* _Document passage_
THE GRUMPY OLD MEN AND WOMEN POLITICAL PARTY
Well-intentioned farts and influential minority groups have, between them, managed to shame, bully, and trick the public into accepting a culture of compensation, multiculturalism, political correctness, human rights excesses, consumer acquisitiveness and gross indebtedness. They've persuaded the public to roll over and accept/tolerate a legal system that favours the criminal element by ignoring common sense and blindly pursues the letter rather than the spirit/intent of the law. They've allowed the Lying Mad-Dog Media to brainwash the tiny little minds of the public into believing it's OK to consume drink and drugs to excess and conduct themselves in public in a loutish and violent antisocial manner. They've encouraged juvenile snots to defy, disrespect and humiliate parents, teachers and our Boys and Girls in Blue with impunity. They've burdened the nation with a rights-without-responsibility benefit-dependent culture that is undermining the work ethic and causing the breakdown of traditional family structures and values. They're to blame for unacceptable levels of immigration and the existence of a political elite obsessed with power, influence, votes and jobs (their jobs) to the exclusion of all else. They've deprived society of the disciplinary tools required to effectively control/educate our children and punish Britain's louts, villains, and homicidal maniacs. Worse, they're bankrupting the nation by imposing ever-increasing levels of bureaucratic and politically correct regulations upon our business community – an institution upon which we all depend to generate wealth and jobs.

* _Dataset records_

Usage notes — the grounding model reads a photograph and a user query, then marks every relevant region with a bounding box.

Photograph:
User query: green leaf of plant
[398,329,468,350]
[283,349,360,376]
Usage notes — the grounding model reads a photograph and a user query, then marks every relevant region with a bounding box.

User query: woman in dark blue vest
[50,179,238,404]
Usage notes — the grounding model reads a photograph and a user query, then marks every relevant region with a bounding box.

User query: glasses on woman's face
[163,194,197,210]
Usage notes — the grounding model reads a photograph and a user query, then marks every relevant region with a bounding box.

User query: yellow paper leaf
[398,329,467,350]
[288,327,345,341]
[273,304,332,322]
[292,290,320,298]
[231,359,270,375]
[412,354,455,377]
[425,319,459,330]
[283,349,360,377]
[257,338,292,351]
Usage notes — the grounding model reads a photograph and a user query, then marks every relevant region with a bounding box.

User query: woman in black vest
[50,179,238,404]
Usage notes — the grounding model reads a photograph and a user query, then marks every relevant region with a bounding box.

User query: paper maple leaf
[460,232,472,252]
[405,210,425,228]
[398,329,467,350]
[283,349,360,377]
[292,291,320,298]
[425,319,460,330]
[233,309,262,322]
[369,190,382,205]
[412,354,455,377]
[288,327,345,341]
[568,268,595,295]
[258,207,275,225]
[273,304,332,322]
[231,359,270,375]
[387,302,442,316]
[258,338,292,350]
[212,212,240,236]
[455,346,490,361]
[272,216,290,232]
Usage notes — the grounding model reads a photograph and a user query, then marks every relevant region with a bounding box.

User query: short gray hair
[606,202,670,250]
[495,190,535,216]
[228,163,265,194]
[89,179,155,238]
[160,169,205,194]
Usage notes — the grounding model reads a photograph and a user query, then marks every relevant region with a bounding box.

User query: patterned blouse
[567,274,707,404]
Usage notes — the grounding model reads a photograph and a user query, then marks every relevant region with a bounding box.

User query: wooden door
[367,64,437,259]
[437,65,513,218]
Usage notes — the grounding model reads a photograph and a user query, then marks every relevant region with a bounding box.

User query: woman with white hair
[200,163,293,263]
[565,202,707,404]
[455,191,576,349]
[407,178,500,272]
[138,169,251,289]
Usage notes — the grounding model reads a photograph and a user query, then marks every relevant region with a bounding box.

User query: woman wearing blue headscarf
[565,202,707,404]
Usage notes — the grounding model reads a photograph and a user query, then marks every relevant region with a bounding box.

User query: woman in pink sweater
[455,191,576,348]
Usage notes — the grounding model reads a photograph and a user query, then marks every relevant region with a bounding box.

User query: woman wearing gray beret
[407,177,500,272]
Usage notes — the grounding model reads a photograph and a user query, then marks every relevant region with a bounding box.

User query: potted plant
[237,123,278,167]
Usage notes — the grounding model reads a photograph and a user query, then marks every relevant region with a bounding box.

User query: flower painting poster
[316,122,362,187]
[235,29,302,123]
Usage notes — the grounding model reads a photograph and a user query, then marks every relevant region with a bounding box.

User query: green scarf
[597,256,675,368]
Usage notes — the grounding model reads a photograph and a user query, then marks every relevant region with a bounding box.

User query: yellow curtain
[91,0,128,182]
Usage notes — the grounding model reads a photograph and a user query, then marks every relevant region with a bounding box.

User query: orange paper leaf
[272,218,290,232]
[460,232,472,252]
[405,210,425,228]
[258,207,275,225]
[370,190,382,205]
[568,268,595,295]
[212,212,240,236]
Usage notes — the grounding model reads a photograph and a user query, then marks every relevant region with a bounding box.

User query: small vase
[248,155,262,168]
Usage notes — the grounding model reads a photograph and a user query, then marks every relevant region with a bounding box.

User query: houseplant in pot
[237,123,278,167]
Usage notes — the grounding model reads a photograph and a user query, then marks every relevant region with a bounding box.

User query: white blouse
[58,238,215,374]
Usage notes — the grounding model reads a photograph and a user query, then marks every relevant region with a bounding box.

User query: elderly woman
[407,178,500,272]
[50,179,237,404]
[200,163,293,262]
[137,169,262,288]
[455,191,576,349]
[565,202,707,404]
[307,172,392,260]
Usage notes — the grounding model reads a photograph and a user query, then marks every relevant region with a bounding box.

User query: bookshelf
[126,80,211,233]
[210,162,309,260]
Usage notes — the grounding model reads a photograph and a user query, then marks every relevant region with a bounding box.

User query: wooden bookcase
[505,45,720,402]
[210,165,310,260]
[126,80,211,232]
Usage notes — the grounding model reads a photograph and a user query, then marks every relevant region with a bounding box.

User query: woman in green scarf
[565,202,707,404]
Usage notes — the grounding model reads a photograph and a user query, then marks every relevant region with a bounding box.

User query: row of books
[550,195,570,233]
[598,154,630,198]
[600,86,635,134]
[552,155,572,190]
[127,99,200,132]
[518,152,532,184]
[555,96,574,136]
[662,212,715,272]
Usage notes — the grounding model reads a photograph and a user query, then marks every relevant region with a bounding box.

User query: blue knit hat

* _Tasks to carry out_
1. In the Grumpy Old Men and Women Political Party passage, which institution does the public depend on to generate wealth and jobs?
2. Carry on the Grumpy Old Men and Women Political Party passage, starting after its final sentence.
The material above stands apart from the Grumpy Old Men and Women Political Party passage.

* _Expected results_
1. The business community.

2.
No problem. The Grumpies, a bold and innovative new breed of exceptionally good-looking men and women will, immediately after having seized power, swiftly resolve the nation's many and varied problems, right all wrongs and transform Britain into a winner.
We'll end spurious and outrageous claims (and payments) for compensation
Greed, envy and other unmentionables lurk within most of us, just waiting to be released, but most of us didn't release them until 1999 when fat-fingered lawyers craftily imported the compensation scam plaguing the USA into Britain by way of The Access to Justice Act. It was presented as a respectable instrument for justice by the Establishment but was quickly seized by ambulance-chasing representatives of the legal profession to offer no-win no-fee arrangements to anybody with half a chance of receiving a generous out of court compensation settlement for damages, real or imagined. We'll repeal the 1999 Access to Justice Act and substantially reduce levels of compensation awards to claimants.
We'll support multiculturalism – within reason
Foreigners coming to live in Britain may want to gather together and introduce some of the traditions to which they've been accustomed in their own country for many years. That's OK but we'll not tolerate the existence of no-go ghettoes or the introduction of customs and laws that are at odds with British customs and laws.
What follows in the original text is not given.